> [Short task 1]: Filter the listing below, keeping every line that contains the string "bridge". Treat the match as case-sensitive.
══════════
Two years ago, Hawaii health director Chiyome Fukino personally reviewed President Obama's birth certificate and pronounced it legitimate. Earlier today, in an exclusive telephone interview with NBC News, she felt compelled to respond to speak out on the continued lunacy coming from the birther movement--particularly from Donald Trump.
Fukino, sounding both exasperated and amused, spoke to a reporter in the aftermath of Donald Trump's statements on the NBC Today show last week questioning whether Obama has a legitimate birth certificate.
Trump, who says he is considering a run for president, repeated his claims on CNN's "State of the Union" Sunday, saying that "nobody has any information" about the president's birth and that "if he wasn't born in this country, he shouldn't be president of the United States."
No matter what state officials release on the issue, the "birthers" are going to question it, said Fukino. "They’re going to question the ink on which it was written or say it was fabricated," said Fukino. "The whole thing is silly."
Fukino, for those who don't recall, reviewed Obama's birth certificate twice. Besides her July 2009 review, she also reviewed it in October 2008 after then-governor Linda Lingle wanted to quell already-festering rumors about then-candidate Obama's birthplace. Both times, the documents were all in order.
Fukino also added one key point--her then-boss, Lingle, had no reason to lie about Obama's birthplace. After all, Lingle was backing McCain, the guy who would have the most to benefit if it turned out Obama really was hiding his birthplace.
══════════
> [Short task 2]: For each statement, say whether it agrees with the article above, answering yes or no and quoting the deciding words from the article: (a) Fukino reviewed Obama's birth certificate twice. (b) Trump repeated his claims on Sunday on the NBC Today show. (c) Lingle was backing McCain.

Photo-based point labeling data
══════════
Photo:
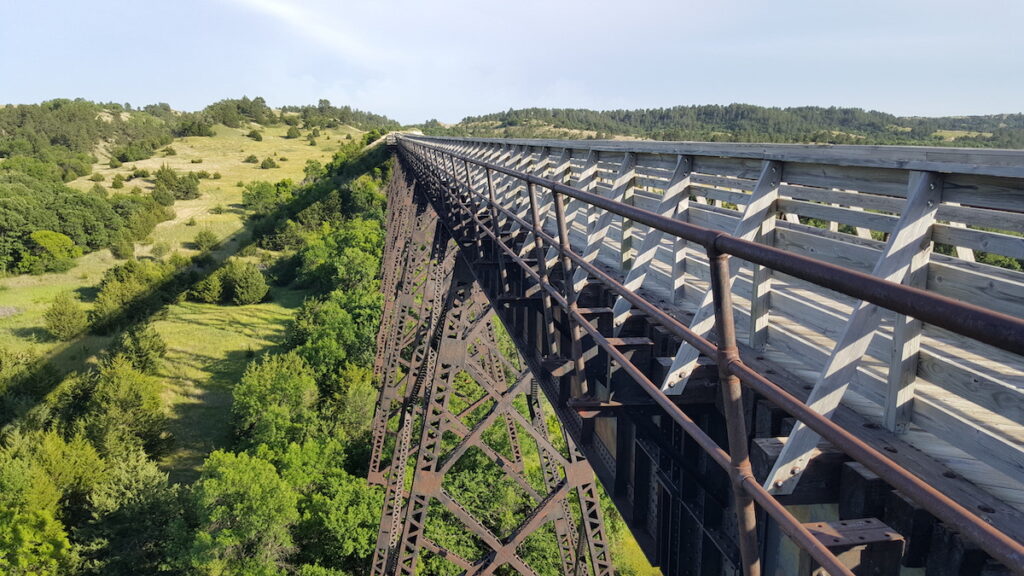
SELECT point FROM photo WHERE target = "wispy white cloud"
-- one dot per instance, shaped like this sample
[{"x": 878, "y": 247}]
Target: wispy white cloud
[{"x": 328, "y": 32}]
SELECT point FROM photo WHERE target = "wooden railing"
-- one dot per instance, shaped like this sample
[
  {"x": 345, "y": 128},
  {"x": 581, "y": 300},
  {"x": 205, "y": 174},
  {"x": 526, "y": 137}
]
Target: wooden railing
[{"x": 946, "y": 220}]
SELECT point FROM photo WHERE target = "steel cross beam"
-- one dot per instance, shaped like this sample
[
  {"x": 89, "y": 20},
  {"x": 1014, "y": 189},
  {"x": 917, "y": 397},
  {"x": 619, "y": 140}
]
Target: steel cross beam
[
  {"x": 516, "y": 231},
  {"x": 438, "y": 329}
]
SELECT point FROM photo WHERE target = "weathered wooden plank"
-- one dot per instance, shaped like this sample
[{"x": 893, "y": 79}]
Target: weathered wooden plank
[
  {"x": 1006, "y": 163},
  {"x": 996, "y": 450},
  {"x": 1007, "y": 245},
  {"x": 985, "y": 192},
  {"x": 870, "y": 220},
  {"x": 867, "y": 179},
  {"x": 749, "y": 228},
  {"x": 915, "y": 223},
  {"x": 992, "y": 290},
  {"x": 998, "y": 219},
  {"x": 846, "y": 254},
  {"x": 674, "y": 205}
]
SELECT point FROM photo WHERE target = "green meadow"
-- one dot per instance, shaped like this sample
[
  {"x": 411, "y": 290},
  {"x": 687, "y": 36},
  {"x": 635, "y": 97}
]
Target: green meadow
[{"x": 208, "y": 344}]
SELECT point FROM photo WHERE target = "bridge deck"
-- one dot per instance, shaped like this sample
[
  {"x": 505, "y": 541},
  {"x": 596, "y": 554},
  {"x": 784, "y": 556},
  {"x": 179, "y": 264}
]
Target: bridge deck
[
  {"x": 944, "y": 406},
  {"x": 969, "y": 397}
]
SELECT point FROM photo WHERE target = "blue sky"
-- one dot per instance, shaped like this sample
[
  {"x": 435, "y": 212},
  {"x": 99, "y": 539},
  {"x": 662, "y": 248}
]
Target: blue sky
[{"x": 451, "y": 58}]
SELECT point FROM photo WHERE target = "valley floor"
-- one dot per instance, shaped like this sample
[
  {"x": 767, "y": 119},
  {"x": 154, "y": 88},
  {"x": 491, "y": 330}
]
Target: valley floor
[{"x": 208, "y": 344}]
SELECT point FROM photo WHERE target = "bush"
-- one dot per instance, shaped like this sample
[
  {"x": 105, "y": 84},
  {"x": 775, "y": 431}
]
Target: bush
[
  {"x": 163, "y": 196},
  {"x": 206, "y": 240},
  {"x": 244, "y": 512},
  {"x": 160, "y": 249},
  {"x": 143, "y": 347},
  {"x": 125, "y": 409},
  {"x": 48, "y": 251},
  {"x": 209, "y": 290},
  {"x": 274, "y": 402},
  {"x": 123, "y": 248},
  {"x": 66, "y": 319},
  {"x": 245, "y": 283}
]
══════════
> [Full output 1]:
SELECT point FROM photo WHERE target = "bridge deck"
Target: bridge deck

> [Full output 2]:
(a) Yes: "Fukino, for those who don't recall, reviewed Obama's birth certificate twice."
(b) No: "repeated his claims on CNN's "State of the Union" Sunday"
(c) Yes: "Lingle was backing McCain"